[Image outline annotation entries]
Begin

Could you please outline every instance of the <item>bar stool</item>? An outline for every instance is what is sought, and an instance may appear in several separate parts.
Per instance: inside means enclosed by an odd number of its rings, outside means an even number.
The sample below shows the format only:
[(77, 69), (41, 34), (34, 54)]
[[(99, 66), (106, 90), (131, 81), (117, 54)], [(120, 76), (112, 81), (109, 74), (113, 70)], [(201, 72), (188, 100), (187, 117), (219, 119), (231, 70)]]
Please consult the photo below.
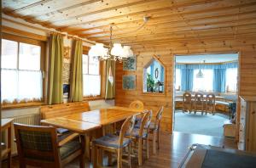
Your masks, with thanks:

End
Begin

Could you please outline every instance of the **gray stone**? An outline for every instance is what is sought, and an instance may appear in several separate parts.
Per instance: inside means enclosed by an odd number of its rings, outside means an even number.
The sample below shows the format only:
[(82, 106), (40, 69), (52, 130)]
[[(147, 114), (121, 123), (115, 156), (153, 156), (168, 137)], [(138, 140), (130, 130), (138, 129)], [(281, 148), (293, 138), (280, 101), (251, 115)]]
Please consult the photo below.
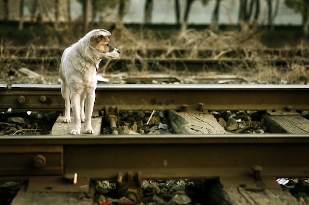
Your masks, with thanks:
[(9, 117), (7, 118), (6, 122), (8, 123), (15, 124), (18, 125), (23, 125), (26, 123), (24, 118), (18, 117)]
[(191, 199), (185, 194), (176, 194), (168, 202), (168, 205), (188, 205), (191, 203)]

End

What to work on:
Return verbatim every line of the entries above, from the line containing "Could you please outline every instance of the **gray" up to and including the line containing "205), (191, 203)]". Omit the pictures from your response.

Answer to the task:
Could you please outline every instance of the **gray stone**? An outline for every instance is what is sought, and an instance may appear in several separate parts.
Per instance: inside means enclosed by an odd number of its rings, outside means an even number.
The sample below shows the format only:
[(82, 106), (40, 69), (52, 130)]
[[(147, 114), (121, 123), (115, 156), (153, 156), (168, 137)], [(138, 140), (130, 130), (138, 129)], [(281, 148), (293, 138), (280, 101), (251, 115)]]
Please consult the photo below.
Your masks, with thanks:
[(9, 117), (7, 118), (6, 122), (8, 123), (15, 124), (18, 125), (23, 125), (26, 123), (24, 118), (18, 117)]
[(191, 199), (185, 194), (176, 194), (168, 202), (168, 205), (188, 205), (191, 203)]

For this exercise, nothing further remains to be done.